------ INFORMATION SHOWN ------

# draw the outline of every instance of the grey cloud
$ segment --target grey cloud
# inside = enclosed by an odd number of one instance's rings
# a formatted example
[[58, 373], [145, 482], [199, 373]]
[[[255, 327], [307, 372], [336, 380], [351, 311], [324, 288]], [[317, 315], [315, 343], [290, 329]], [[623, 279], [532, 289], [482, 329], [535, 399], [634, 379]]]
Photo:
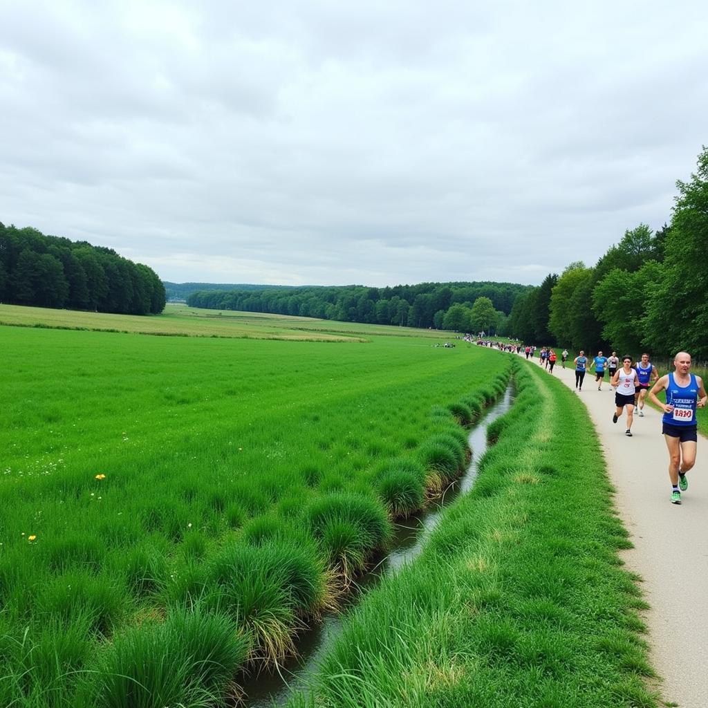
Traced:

------

YOUR INSTRUCTIONS: Please substitute "white cloud" for every "grey cloud" in the records and reproduce them with nothing else changed. Leave the pictures out of your answer.

ANSWER BELOW:
# draw the outline of every instance of the white cloud
$ segment --target white cloud
# inside = enclosed by an odd number of one instance's rings
# a formatted example
[[58, 373], [145, 482], [199, 373]]
[[[255, 327], [307, 372], [336, 380], [351, 311], [324, 288]], [[317, 315], [315, 343], [290, 329]], [[623, 279], [532, 289], [482, 329], [535, 399], [634, 379]]]
Photo:
Traced:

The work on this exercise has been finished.